▸ WORK REQUEST
Below are the records; pull every line that includes "advertisement".

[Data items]
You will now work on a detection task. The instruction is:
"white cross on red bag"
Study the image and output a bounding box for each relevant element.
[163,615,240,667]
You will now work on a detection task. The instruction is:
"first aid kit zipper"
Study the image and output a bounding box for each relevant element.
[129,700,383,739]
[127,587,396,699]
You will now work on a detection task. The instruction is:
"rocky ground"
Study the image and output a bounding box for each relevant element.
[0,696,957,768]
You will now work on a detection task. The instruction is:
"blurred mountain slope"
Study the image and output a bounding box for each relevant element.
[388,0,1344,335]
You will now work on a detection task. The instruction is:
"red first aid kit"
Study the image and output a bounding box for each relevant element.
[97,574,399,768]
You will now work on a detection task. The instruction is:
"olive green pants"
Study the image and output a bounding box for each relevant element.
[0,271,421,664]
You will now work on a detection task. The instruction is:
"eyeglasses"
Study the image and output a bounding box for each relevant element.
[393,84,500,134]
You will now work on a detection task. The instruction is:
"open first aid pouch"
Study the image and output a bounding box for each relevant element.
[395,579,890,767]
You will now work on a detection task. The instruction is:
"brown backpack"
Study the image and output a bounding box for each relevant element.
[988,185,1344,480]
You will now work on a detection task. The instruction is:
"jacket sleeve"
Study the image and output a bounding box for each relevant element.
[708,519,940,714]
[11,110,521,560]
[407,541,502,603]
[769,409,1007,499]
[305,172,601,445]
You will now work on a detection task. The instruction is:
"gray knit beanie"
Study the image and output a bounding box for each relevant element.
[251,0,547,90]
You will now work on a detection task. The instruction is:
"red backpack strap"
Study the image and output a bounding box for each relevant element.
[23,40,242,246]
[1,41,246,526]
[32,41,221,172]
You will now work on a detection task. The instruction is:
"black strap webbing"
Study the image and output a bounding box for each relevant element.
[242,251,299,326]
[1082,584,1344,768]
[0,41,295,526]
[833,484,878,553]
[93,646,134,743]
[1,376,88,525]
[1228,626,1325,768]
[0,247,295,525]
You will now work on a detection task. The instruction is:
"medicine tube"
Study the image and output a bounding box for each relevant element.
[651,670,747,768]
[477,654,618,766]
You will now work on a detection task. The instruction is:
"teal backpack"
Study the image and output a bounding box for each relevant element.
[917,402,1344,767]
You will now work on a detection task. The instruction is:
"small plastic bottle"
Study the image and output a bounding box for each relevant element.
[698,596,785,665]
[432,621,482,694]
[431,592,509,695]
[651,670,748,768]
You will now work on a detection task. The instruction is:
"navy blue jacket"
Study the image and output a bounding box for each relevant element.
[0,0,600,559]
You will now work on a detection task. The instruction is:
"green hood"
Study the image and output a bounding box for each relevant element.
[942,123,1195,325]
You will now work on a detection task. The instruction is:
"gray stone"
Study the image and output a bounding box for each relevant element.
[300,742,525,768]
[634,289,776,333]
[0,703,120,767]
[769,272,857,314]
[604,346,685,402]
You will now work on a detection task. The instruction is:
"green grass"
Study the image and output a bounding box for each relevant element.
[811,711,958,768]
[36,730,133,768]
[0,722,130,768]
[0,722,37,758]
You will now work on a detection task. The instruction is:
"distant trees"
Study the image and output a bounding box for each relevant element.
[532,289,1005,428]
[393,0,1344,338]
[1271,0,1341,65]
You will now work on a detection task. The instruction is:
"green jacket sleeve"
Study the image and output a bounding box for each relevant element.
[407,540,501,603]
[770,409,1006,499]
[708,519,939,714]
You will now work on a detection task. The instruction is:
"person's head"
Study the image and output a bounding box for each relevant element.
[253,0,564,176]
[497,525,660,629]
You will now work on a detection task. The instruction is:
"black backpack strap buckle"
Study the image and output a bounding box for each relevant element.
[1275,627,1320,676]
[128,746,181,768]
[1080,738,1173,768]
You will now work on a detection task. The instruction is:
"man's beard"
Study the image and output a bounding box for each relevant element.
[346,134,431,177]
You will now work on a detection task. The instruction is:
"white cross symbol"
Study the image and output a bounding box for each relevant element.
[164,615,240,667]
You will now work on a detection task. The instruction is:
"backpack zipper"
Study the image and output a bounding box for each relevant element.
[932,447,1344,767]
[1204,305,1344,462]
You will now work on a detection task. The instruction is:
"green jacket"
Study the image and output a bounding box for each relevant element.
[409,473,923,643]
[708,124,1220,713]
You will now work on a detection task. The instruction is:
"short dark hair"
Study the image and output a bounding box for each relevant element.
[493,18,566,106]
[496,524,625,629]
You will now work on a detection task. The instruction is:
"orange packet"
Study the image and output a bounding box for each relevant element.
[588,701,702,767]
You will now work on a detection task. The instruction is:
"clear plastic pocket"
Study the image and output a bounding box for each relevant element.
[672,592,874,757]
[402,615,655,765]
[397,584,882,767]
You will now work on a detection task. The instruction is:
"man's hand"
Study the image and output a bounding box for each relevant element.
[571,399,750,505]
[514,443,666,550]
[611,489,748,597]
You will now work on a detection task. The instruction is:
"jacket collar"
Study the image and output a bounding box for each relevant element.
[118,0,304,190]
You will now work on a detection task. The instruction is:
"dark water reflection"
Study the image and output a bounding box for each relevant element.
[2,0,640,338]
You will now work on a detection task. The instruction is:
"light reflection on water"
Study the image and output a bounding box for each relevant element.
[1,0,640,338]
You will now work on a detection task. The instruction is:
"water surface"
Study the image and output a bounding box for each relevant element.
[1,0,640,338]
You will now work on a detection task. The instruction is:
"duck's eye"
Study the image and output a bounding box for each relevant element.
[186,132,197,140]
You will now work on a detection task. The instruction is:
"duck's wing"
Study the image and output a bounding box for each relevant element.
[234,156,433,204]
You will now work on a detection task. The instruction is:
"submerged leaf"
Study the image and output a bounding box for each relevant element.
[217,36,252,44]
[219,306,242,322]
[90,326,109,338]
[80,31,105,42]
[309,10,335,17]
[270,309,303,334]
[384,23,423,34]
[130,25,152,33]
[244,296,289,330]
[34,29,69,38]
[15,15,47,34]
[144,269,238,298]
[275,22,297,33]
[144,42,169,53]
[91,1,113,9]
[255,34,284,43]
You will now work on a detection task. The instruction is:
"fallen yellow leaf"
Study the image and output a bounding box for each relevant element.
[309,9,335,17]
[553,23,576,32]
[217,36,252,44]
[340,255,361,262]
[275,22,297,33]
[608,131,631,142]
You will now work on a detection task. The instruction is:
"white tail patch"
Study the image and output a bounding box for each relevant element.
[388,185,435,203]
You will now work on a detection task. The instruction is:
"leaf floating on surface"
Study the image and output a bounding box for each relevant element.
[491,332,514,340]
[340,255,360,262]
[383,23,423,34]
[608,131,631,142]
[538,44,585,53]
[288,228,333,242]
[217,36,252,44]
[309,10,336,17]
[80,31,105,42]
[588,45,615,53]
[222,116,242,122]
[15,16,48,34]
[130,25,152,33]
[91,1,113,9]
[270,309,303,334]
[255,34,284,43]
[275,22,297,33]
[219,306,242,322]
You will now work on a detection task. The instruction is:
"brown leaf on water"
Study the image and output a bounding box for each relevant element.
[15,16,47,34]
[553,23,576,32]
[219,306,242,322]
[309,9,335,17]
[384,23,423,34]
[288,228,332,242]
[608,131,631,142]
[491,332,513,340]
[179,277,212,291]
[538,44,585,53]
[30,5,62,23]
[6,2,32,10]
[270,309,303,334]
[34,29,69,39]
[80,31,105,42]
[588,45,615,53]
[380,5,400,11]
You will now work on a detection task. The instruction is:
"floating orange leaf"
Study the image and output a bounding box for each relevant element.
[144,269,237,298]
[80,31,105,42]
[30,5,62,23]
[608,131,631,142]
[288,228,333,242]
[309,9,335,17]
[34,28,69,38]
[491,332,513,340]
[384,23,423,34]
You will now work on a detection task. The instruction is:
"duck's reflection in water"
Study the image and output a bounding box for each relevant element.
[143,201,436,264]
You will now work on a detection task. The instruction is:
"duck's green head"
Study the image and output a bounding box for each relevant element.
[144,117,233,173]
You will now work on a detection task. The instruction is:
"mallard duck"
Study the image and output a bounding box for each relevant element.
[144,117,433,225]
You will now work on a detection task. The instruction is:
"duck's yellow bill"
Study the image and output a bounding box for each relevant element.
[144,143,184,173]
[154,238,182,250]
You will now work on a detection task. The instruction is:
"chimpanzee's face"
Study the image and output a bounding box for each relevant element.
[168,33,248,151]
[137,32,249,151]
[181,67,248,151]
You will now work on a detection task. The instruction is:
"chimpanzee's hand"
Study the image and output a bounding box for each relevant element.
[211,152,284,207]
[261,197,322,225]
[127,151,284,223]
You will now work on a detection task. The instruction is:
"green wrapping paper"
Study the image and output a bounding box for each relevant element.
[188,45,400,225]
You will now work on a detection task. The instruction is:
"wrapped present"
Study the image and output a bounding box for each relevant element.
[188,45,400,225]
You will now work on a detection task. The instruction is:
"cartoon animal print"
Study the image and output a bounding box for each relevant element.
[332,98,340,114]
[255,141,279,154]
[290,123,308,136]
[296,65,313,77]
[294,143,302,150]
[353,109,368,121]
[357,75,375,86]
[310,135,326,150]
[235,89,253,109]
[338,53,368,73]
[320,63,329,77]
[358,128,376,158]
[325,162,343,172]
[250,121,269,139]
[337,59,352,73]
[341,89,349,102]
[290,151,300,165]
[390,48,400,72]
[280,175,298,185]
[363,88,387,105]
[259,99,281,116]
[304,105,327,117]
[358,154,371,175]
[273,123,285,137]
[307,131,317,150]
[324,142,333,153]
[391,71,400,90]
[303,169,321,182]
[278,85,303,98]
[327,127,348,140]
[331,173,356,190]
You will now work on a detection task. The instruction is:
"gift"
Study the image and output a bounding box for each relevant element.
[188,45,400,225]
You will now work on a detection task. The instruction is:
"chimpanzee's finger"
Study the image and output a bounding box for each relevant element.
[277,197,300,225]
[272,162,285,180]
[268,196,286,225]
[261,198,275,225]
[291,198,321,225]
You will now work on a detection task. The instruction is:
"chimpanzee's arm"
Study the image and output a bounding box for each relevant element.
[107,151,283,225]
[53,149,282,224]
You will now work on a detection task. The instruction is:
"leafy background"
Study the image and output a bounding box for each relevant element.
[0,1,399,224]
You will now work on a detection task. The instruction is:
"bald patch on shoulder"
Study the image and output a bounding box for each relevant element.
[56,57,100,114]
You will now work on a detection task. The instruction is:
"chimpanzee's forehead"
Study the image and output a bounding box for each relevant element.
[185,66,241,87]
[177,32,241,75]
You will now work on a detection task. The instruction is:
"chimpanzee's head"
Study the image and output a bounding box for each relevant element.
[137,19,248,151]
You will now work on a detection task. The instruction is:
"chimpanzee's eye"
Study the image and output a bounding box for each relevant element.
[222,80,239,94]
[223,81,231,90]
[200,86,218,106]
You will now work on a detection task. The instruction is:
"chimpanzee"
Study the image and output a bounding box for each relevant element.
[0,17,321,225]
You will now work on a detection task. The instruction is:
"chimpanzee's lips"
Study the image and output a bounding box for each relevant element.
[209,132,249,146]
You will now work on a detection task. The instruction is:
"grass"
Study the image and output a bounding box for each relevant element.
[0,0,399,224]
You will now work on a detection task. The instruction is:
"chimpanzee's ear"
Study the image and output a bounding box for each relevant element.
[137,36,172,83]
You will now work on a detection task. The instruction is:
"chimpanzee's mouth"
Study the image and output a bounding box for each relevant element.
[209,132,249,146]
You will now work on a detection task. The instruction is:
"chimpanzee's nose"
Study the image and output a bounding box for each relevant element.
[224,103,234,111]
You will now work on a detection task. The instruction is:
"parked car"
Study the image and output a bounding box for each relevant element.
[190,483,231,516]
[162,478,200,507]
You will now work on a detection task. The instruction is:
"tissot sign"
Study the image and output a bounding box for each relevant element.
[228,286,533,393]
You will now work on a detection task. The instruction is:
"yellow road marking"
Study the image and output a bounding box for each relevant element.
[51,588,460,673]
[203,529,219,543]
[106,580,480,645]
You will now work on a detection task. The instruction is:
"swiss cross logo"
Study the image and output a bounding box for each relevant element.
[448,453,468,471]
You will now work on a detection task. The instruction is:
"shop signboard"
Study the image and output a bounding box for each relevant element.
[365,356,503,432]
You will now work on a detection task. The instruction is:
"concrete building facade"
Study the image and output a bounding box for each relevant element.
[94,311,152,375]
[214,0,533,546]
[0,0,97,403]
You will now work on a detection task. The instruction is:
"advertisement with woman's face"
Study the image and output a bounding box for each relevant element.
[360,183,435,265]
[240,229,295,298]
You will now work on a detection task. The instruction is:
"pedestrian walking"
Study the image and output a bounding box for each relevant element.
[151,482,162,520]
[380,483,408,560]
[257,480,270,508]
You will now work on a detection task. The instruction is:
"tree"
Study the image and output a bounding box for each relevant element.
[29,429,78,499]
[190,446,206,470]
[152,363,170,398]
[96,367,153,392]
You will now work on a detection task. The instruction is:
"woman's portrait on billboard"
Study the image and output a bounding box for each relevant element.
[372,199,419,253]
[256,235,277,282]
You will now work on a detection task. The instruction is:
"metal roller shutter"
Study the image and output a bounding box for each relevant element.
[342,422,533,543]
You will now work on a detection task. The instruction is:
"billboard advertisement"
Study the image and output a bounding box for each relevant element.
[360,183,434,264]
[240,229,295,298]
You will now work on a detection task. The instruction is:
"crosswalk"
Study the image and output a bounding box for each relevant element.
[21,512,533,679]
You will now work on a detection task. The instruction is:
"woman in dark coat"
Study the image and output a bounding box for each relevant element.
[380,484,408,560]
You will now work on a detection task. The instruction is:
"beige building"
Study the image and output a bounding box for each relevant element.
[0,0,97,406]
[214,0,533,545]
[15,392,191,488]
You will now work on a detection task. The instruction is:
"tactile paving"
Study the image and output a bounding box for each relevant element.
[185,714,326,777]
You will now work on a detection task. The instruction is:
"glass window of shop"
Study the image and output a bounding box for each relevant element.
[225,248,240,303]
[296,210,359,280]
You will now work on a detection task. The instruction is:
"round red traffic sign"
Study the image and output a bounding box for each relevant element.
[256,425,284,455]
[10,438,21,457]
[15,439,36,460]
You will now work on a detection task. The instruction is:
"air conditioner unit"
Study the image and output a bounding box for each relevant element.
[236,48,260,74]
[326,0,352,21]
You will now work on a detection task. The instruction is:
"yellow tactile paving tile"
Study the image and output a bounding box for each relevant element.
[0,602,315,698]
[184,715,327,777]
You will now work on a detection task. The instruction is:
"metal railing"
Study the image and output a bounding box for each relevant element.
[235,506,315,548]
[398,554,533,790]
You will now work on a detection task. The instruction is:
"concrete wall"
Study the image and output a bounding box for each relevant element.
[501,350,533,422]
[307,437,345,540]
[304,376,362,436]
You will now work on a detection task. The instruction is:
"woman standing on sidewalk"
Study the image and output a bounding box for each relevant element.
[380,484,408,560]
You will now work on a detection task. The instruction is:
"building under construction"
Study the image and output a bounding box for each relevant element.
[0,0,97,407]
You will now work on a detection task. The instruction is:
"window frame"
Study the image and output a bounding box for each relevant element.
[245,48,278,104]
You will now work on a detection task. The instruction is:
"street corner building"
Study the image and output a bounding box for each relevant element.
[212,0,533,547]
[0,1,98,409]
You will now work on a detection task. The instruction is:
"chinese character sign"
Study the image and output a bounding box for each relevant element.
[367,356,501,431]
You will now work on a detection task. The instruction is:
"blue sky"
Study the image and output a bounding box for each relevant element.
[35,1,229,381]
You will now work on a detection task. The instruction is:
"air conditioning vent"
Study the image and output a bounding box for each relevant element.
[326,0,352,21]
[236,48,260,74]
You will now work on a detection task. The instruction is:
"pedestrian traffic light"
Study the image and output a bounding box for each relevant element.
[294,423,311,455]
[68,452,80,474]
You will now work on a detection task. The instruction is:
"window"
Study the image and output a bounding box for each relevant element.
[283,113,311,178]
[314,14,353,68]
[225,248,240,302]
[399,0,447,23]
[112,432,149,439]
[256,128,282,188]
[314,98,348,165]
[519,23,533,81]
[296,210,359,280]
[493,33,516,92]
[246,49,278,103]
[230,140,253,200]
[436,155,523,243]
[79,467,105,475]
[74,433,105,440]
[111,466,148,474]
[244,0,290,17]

▸ TASK SOLUTION
"advertisement with woman's face"
"billboard advertisement"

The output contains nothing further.